### [Set problem]
Quote the following lines word for word, with no change to any character.

### [Excerpted records]
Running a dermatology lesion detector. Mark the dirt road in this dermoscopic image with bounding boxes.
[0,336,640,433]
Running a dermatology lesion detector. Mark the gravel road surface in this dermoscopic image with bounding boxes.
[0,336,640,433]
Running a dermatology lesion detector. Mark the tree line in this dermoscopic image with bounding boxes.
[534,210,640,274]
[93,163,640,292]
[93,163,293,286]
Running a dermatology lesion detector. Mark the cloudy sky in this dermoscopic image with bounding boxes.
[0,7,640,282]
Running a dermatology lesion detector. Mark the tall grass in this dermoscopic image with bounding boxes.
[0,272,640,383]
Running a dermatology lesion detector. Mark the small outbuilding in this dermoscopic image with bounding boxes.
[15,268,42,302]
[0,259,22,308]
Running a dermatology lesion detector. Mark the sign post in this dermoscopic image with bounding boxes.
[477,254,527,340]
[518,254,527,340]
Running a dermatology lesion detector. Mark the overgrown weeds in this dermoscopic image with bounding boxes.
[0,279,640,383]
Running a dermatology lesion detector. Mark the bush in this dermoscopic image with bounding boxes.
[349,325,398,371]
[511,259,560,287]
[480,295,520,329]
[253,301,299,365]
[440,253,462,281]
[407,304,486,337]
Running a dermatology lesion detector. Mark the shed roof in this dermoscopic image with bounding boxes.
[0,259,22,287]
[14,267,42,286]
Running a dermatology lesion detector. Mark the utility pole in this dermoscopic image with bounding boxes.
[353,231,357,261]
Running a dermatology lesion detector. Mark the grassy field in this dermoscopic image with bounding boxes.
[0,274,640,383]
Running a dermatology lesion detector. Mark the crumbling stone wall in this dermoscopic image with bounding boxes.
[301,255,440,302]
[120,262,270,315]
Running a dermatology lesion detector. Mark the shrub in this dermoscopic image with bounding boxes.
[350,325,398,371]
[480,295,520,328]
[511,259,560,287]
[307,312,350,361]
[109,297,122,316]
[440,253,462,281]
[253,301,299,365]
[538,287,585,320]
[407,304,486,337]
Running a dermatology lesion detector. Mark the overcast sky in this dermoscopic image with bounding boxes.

### [Answer to this task]
Running a dermatology lesion detector. Mark the dirt road in this dermoscopic image with bounding boxes.
[0,336,640,433]
Running a dermatology lesion detector. Mark the gravel road surface in this dermoscopic image with bounding boxes.
[0,336,640,433]
Running a dermatology lesion detector. Mark the tree line in this dermoscopic image with bounding boxes.
[534,210,640,274]
[93,163,640,292]
[93,163,293,286]
Running a dermatology lesion detector. Mark the cloudy sky in this dermoscopic image with bounding boxes.
[0,7,640,282]
Running a dermatology lesion detector. Mark the tall grass in this dermoscopic image with bounding boxes.
[0,272,640,383]
Running a dermatology lesion detector. Mark the small outbuilding in this dermoscopic image with bounding boxes.
[15,268,42,302]
[0,259,22,308]
Running a dermatology lesion detector. Mark the sign post in this dermoscopic image with bounding boxes.
[477,254,527,340]
[518,254,527,340]
Running a dermatology lesion detector. Mark the overgrown weeds in this dermoscopic image with bounding boxes.
[0,279,640,383]
Running a dermatology lesion detector. Mark the bush in this dermoscopic image with bounding boxes.
[349,325,398,371]
[511,259,560,287]
[480,295,520,329]
[253,301,299,365]
[440,253,462,281]
[407,304,486,337]
Running a dermatology lesion detector. Mark the shed roof in this dermoscopic image with bounding boxes.
[0,259,22,287]
[14,267,42,286]
Running a dermatology lesion detector. Mark the utility pole in this dermoscopic image with bounding boxes.
[353,231,357,261]
Running a dermatology lesion detector. Mark the grassy field in this dermoscopic image with bounding boxes.
[0,274,640,383]
Running a dermatology lesion detector. Mark the crumbling stone wall in this dermoscopic image with bounding boxes.
[301,255,440,302]
[120,262,270,315]
Running a dermatology lesion detector. Mark the shrub in this dermoscopic image with bounding boxes.
[350,325,398,371]
[480,295,520,328]
[511,259,560,287]
[307,312,350,361]
[109,297,122,316]
[440,253,462,281]
[253,301,299,365]
[538,287,585,320]
[407,304,486,337]
Running a dermatology lesion detector. Mark the overcast sky in this dermoscopic image with bounding boxes.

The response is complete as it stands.